*Given problem*
Update the material from its first line through the line containing "411], [76, 345]]" by replacing each "serrated leaf" with "toothed leaf" and leaving everything else as it is. Output only those lines.

begin

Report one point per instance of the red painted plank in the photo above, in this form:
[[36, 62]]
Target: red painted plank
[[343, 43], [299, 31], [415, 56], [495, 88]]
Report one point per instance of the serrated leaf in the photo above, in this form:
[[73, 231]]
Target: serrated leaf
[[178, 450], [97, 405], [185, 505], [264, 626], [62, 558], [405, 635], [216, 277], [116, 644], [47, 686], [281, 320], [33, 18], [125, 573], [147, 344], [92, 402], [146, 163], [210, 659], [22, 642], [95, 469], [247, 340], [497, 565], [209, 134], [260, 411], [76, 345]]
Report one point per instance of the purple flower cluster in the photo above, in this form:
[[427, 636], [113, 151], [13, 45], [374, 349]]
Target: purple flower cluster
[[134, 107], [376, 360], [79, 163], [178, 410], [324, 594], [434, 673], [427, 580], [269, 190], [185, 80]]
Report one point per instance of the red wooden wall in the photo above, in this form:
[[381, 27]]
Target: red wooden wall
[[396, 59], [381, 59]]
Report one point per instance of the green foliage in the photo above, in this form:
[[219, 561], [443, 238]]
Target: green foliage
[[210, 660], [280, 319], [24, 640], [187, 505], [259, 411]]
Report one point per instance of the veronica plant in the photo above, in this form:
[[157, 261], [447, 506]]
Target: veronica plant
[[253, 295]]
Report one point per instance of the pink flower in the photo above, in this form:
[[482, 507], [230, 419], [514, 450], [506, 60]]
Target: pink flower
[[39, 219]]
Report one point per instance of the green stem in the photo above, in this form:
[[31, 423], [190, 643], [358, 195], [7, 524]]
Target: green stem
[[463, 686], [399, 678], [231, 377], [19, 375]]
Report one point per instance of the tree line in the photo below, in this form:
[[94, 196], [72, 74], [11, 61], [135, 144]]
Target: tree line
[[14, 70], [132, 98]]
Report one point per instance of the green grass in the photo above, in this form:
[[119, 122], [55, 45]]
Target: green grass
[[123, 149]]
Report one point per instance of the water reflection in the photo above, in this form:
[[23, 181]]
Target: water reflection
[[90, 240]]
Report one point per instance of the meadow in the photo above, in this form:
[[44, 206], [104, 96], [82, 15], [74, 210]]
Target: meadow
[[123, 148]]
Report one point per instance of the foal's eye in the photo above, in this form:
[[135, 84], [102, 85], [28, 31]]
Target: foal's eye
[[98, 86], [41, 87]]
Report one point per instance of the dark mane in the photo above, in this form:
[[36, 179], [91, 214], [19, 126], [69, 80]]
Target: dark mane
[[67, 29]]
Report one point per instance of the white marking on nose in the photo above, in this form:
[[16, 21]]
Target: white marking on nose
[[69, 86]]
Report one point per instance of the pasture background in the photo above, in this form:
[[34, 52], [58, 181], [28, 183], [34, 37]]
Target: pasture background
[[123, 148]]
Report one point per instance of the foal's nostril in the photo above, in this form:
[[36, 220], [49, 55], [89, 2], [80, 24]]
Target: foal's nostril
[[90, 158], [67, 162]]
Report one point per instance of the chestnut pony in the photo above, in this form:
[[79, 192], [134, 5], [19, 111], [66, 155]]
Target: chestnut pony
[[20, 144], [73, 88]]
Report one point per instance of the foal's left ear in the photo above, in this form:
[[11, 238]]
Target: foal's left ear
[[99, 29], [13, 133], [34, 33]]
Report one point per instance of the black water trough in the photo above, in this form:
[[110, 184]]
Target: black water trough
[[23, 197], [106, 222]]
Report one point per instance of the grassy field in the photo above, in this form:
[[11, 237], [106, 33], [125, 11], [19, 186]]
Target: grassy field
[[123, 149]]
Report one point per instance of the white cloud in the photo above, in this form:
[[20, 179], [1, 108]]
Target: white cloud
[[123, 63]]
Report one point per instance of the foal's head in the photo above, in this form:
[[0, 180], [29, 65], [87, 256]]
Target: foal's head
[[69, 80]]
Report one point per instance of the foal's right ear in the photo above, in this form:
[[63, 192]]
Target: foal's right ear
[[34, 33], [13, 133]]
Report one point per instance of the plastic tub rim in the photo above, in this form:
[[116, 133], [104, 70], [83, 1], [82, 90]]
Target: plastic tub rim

end

*Worked answer*
Report one point per instance of the red painted plank in the photo above, in this form:
[[36, 62]]
Target: red painted plank
[[343, 43], [299, 31], [415, 56], [495, 88]]
Report one point per instance of the toothed leaf in the photo above, in this form:
[[73, 231]]
Target: toothed leaf
[[178, 450], [97, 405], [185, 505], [264, 626], [62, 558], [405, 635], [216, 277], [116, 644], [47, 686], [281, 320], [33, 18], [125, 573], [147, 344], [92, 402], [146, 163], [210, 659], [22, 642], [95, 469], [247, 340], [497, 565], [209, 134], [260, 411], [76, 345]]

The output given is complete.